Reproduce verbatim the span of the film-directors book review from "Renowned artist Andy" to "your own priority.".

[Document extract Boundary: Start]

The great storytellers

July 24, 2016

Andy Tuohy’s book, the A to Z Great Film Directors, is a mixed bag

The great storytellers

Every film fan has one or two favourite directors whom they consider a cut above the rest. Some feel that Steven Spielberg is the best in the business, some worship Alfred Hitchcock and then there are those who feel Roman Polanski is the best person to call the shots.

Renowned artist Andy Tuohy’s portraits of 52 of the best film directors can also be described in a similar manner. The book, A to Z Great Film Directors, for instance mentions several notables who he could have done away with since they still have to prove their greatness.

The portraits are undoubtedly world class and if you are a film buff, it is a must for your collection. The accompanying text has been provided by film journalist Matt Glasby who breaks down each entry in unique style - an introduction of the director followed by ‘films to see’ and ‘did you know’ columns that will lure you to the book. You can easily search for the name of your favourite director and read about him first and read based on your own priority.

The collections of filmmakers, featured in this book, are not all famous. Some are as obscure and nothing springs to mind at first when one reads these names. And I am not talking about Asian film legends like Wong Kar-Wai and Akira Kurosawa who were labeled as kings of filmmaking when they were alive.

[Document extract Boundary: End]
[Data extract Boundary: Start]

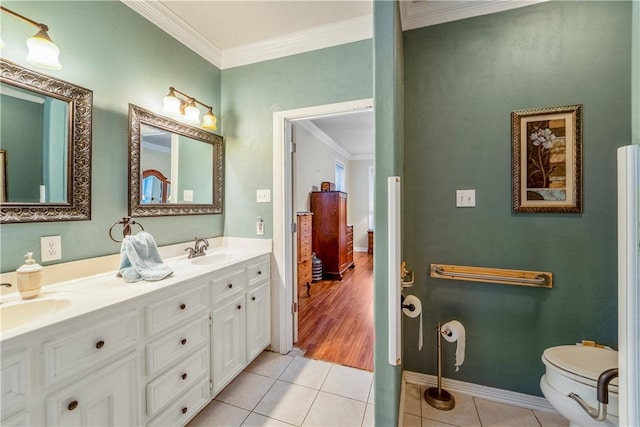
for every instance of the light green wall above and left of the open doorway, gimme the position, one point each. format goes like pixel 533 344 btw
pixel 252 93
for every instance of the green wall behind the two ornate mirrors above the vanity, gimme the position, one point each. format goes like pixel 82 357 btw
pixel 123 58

[Data extract Boundary: End]

* [Your solution]
Renowned artist Andy Tuohy’s portraits of 52 of the best film directors can also be described in a similar manner. The book, A to Z Great Film Directors, for instance mentions several notables who he could have done away with since they still have to prove their greatness.

The portraits are undoubtedly world class and if you are a film buff, it is a must for your collection. The accompanying text has been provided by film journalist Matt Glasby who breaks down each entry in unique style - an introduction of the director followed by ‘films to see’ and ‘did you know’ columns that will lure you to the book. You can easily search for the name of your favourite director and read about him first and read based on your own priority.